[Point labels for objects]
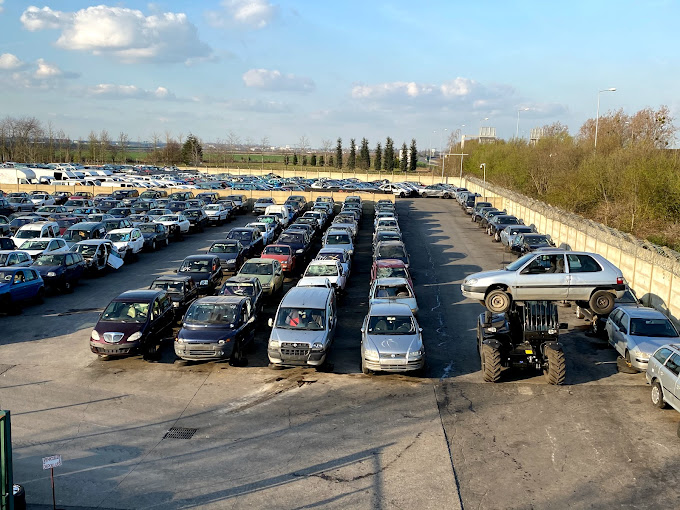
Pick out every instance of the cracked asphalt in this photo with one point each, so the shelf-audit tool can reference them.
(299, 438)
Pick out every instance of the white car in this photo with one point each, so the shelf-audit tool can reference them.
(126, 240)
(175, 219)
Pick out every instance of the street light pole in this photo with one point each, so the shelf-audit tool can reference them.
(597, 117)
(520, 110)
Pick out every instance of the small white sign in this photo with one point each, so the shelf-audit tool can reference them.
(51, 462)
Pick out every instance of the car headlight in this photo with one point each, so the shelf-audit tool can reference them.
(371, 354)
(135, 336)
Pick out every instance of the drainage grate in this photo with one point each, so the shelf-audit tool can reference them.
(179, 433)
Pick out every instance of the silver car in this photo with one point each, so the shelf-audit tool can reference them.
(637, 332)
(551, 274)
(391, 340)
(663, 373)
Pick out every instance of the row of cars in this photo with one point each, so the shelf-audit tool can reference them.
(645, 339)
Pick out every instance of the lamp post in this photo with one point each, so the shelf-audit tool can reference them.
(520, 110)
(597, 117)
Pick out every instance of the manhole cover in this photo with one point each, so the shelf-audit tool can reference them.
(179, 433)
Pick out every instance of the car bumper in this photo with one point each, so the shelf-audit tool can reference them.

### [Task directions]
Return every line of the records above verbatim, omitting the pictures.

### [Final answer]
Pick out every instance of the cracked asphalt in this photo with one point each, so the shelf-audit tool can reference them.
(299, 438)
Pick out every instance of the white car in this photo with one point each, so the shelf-audit tool can reference them.
(126, 240)
(175, 219)
Pick out every instance of the street light pole in this photo with one point each, so the shelf-audit tool can reference them.
(597, 117)
(520, 110)
Pick out every instance of the small white sign in this photo with one point each, so the shelf-audit tool can reference them.
(51, 462)
Pick out every instance of the car headlight in this photo with one point each, so the shelf-audit tool can reference them.
(371, 354)
(135, 336)
Pick out every instance of the drainage grate in this photo with one point each, so the shelf-audit tool can reference them.
(179, 433)
Pick out every instance of the silver car in this photo with one point each, so the shelf-audit tool can reference them.
(637, 332)
(551, 274)
(391, 340)
(663, 373)
Pick out every instance of the row of cars in this photo with one point each, so the shelf-audit tool can reference them.
(645, 339)
Pick out every instance of the lamp post in this photo with one point each, so the shelf-audit tool can reference them.
(520, 110)
(597, 117)
Pick out every instance of the manhole cover in this photo with one point each, so the shelf-audit tool can reference them.
(179, 433)
Pick out every instance of the car bumper in this photo with one point each, so the shelf-audit tool can reference them.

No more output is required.